The sheer size of legacy mailboxes at the Environmental Protection Agency — some of them with more than a million messages in them — threatened the agency’s transition to Office 365, Microsoft’s cloud-based collaboration and communication service.

EPA officials discovered that hitch as they worked with Lockheed Martin and Microsoft to move 25,000 employee mailboxes to Microsoft Office 365 for Government, a multitenant service that stores U.S. government data in a segregated community cloud and includes e-mail, calendars, scheduling and collaboration tools for internal and external use.

“EPA wanted an extremely aggressive migration schedule,” said Lynn Singleton, director of environment services for Lockheed Martin. “I don’t know if they understood what they were really asking for when it came to the amount of work that had to occur over the relatively short amount of time,” Singleton said.

EPA officials brought in Lockheed Martin in September 2012 and wanted the primary migration to be completed by early 2013. Migration work was completed over the Presidents’ Day holiday weekend in February, Singleton said. The move to Office 365 is expected to save the EPA approximately $12 million over the four-year contract period.

EPA managers had done a lot of preliminary work to prepare for the migration, performing outreach and communication efforts to make the employees aware of the transition and dealing with governance issues. But an unexpected hurdle was the size of many of the mailboxes that needed to be transitioned, which  forced EPA and Lockheed to rethink how to approach the migration midway through the project.

For 15 years, EPA employees had used IBM Lotus Notes as an enterprise e-mail system. The agency didn’t have a size limit on mailboxes to trigger purging or archiving of information. Some of the larger mailboxes had over a million objects in them. In all, the mailboxes contained a very large universe of information, representing about 90 terabytes of data, Singleton said.

■ Instruction
Answer these questions from the EPA migration article above.
(a) How many employee mailboxes were moved to Office 365 for Government?
(b) About how much is the move expected to save the EPA over the four-year contract period?
(c) For how many years had EPA employees used IBM Lotus Notes as an enterprise e-mail system?

■ Provided data
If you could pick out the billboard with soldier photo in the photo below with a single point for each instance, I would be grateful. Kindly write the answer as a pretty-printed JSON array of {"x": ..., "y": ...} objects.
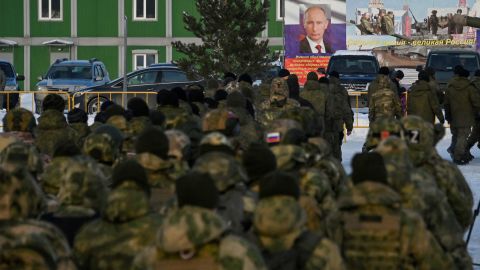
[{"x": 401, "y": 33}]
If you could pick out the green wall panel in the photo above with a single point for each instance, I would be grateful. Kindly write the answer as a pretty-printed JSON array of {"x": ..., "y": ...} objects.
[
  {"x": 39, "y": 63},
  {"x": 160, "y": 49},
  {"x": 11, "y": 18},
  {"x": 101, "y": 20},
  {"x": 275, "y": 28},
  {"x": 178, "y": 7},
  {"x": 146, "y": 28},
  {"x": 107, "y": 54},
  {"x": 49, "y": 28},
  {"x": 18, "y": 63}
]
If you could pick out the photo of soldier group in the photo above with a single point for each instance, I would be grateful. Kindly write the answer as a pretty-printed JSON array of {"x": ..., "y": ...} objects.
[{"x": 445, "y": 19}]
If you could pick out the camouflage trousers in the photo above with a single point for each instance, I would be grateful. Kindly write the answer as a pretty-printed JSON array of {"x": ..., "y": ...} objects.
[{"x": 459, "y": 142}]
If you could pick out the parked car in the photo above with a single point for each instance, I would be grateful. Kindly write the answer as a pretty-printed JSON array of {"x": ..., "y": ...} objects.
[
  {"x": 151, "y": 79},
  {"x": 70, "y": 76},
  {"x": 357, "y": 69},
  {"x": 11, "y": 83}
]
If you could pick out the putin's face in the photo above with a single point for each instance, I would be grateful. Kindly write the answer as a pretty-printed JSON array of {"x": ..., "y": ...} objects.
[{"x": 315, "y": 24}]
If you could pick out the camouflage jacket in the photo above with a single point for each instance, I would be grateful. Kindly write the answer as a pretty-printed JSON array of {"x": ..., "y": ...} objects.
[
  {"x": 378, "y": 234},
  {"x": 125, "y": 229},
  {"x": 194, "y": 237},
  {"x": 279, "y": 221}
]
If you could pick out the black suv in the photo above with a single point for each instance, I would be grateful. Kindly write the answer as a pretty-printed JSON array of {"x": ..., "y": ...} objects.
[{"x": 151, "y": 79}]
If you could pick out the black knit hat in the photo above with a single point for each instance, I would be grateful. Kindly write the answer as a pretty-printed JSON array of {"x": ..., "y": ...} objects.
[
  {"x": 167, "y": 98},
  {"x": 245, "y": 78},
  {"x": 283, "y": 73},
  {"x": 157, "y": 118},
  {"x": 196, "y": 96},
  {"x": 368, "y": 167},
  {"x": 236, "y": 100},
  {"x": 258, "y": 161},
  {"x": 384, "y": 71},
  {"x": 220, "y": 95},
  {"x": 154, "y": 141},
  {"x": 53, "y": 102},
  {"x": 138, "y": 107},
  {"x": 278, "y": 183},
  {"x": 423, "y": 76},
  {"x": 130, "y": 170},
  {"x": 197, "y": 189},
  {"x": 180, "y": 92},
  {"x": 77, "y": 116}
]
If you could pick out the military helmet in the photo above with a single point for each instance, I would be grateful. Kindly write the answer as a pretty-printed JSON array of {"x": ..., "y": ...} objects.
[
  {"x": 419, "y": 136},
  {"x": 101, "y": 147},
  {"x": 289, "y": 156},
  {"x": 19, "y": 155},
  {"x": 224, "y": 169},
  {"x": 19, "y": 119},
  {"x": 179, "y": 144},
  {"x": 82, "y": 184},
  {"x": 278, "y": 89},
  {"x": 221, "y": 120},
  {"x": 381, "y": 129}
]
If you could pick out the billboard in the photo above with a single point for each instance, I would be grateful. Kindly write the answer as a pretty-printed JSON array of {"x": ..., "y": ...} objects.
[{"x": 399, "y": 33}]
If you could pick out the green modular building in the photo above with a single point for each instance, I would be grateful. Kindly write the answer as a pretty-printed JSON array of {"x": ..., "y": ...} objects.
[{"x": 34, "y": 33}]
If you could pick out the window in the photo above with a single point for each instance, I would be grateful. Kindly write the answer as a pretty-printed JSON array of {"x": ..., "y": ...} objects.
[
  {"x": 280, "y": 10},
  {"x": 173, "y": 76},
  {"x": 143, "y": 60},
  {"x": 50, "y": 10},
  {"x": 149, "y": 77},
  {"x": 145, "y": 10}
]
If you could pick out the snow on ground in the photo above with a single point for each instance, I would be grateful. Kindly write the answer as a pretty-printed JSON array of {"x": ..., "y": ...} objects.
[{"x": 354, "y": 144}]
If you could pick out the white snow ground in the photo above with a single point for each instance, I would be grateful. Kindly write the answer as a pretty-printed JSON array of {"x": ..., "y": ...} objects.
[{"x": 354, "y": 144}]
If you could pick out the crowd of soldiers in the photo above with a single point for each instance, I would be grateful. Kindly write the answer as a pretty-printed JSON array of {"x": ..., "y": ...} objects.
[{"x": 229, "y": 177}]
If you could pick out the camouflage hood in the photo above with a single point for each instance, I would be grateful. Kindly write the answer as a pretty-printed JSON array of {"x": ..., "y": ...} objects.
[
  {"x": 189, "y": 227},
  {"x": 369, "y": 194},
  {"x": 51, "y": 120},
  {"x": 278, "y": 221},
  {"x": 125, "y": 203}
]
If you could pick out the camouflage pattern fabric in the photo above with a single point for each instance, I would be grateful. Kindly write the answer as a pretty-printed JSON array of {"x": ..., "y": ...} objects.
[
  {"x": 192, "y": 238},
  {"x": 19, "y": 119},
  {"x": 53, "y": 130},
  {"x": 21, "y": 197},
  {"x": 31, "y": 244},
  {"x": 161, "y": 176},
  {"x": 378, "y": 234},
  {"x": 125, "y": 229},
  {"x": 223, "y": 168},
  {"x": 279, "y": 221}
]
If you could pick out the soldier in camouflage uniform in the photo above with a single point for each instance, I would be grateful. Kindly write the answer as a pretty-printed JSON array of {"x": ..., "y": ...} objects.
[
  {"x": 194, "y": 236},
  {"x": 53, "y": 130},
  {"x": 152, "y": 149},
  {"x": 383, "y": 100},
  {"x": 20, "y": 123},
  {"x": 317, "y": 95},
  {"x": 339, "y": 113},
  {"x": 317, "y": 198},
  {"x": 380, "y": 130},
  {"x": 78, "y": 120},
  {"x": 420, "y": 193},
  {"x": 279, "y": 229},
  {"x": 236, "y": 203},
  {"x": 447, "y": 176},
  {"x": 126, "y": 227},
  {"x": 377, "y": 232},
  {"x": 277, "y": 103},
  {"x": 18, "y": 230}
]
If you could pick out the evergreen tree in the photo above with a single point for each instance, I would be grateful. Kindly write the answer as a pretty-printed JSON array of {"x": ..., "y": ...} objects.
[{"x": 228, "y": 29}]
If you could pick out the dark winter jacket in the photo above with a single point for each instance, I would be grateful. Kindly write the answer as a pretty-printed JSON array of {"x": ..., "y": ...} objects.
[
  {"x": 423, "y": 102},
  {"x": 461, "y": 102}
]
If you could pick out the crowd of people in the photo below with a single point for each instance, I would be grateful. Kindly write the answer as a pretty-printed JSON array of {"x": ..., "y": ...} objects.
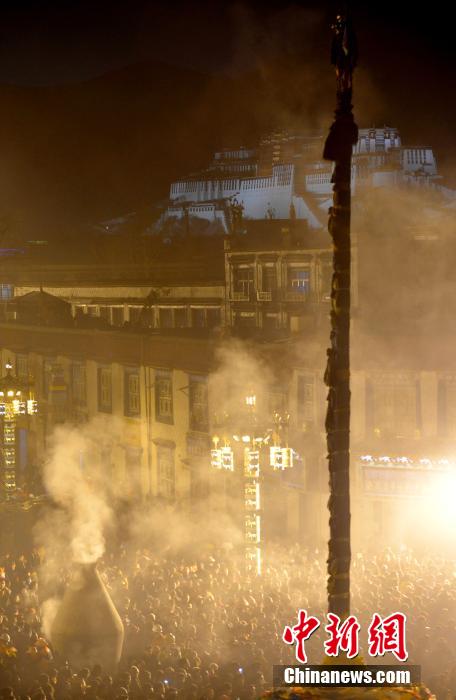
[{"x": 198, "y": 629}]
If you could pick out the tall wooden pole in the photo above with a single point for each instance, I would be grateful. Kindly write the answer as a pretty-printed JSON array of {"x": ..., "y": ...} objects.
[{"x": 338, "y": 148}]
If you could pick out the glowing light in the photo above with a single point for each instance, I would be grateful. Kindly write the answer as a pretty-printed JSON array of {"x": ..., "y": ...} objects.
[
  {"x": 32, "y": 406},
  {"x": 280, "y": 457},
  {"x": 222, "y": 458}
]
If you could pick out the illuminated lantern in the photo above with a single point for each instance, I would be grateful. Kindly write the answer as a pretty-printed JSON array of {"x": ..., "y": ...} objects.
[
  {"x": 281, "y": 457},
  {"x": 12, "y": 404},
  {"x": 222, "y": 458}
]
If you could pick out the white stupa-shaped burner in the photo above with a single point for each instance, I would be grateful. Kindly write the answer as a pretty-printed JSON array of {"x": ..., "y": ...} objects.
[{"x": 87, "y": 628}]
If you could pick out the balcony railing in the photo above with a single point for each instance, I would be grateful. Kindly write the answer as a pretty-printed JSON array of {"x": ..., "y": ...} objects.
[{"x": 239, "y": 296}]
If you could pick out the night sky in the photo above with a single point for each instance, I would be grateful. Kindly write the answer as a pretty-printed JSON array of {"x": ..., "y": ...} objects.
[{"x": 87, "y": 87}]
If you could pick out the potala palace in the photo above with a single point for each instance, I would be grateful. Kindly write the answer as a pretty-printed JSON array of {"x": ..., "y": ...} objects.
[{"x": 285, "y": 178}]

■ Written reply
(a) 25,000
(b) Approximately $12 million
(c) 15 years